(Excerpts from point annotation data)
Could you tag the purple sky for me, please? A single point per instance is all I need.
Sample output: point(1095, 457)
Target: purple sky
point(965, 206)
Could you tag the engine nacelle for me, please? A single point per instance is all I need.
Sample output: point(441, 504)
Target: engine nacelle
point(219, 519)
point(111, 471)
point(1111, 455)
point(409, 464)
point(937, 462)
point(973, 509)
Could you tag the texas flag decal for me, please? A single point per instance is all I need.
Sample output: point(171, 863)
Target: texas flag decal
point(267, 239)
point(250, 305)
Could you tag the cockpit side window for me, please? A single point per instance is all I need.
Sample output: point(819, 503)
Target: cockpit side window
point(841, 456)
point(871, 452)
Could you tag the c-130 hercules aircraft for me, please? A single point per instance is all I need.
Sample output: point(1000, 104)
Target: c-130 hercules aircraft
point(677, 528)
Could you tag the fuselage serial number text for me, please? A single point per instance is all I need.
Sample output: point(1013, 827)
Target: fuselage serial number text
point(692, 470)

# SET EXERCISE
Edit the entries above by changing every "Sample output" to "Example output", and leave all other text as it is.

# OUTPUT FOR THIS EXERCISE
Could you tag the purple sky for me, please? A single point per instance is all I need.
Example output: point(1095, 457)
Target: purple sky
point(965, 206)
Could you tag the engine nacelle for me, please? A single point per instance is all I need.
Example output: point(441, 504)
Target: engine nacelle
point(219, 519)
point(111, 471)
point(1111, 455)
point(409, 464)
point(937, 462)
point(973, 509)
Could you tag the texas flag decal for me, please? A single point per instance is all I need.
Example output: point(171, 863)
Target: texas flag decal
point(267, 239)
point(250, 305)
Could you tag the cockpit side window for me, please? A single point per instance is all I need.
Example output: point(819, 503)
Target: cockpit side window
point(841, 456)
point(871, 452)
Could you tag the c-130 hercules aircraft for me, please? A single point per instance is all I need.
Example output: point(1000, 104)
Target: c-130 hercules aircraft
point(677, 528)
Could you tag the fuselage serial number text for me, please? A single point per instance is all I need.
Example output: point(1013, 827)
Target: fuselage serial number text
point(692, 470)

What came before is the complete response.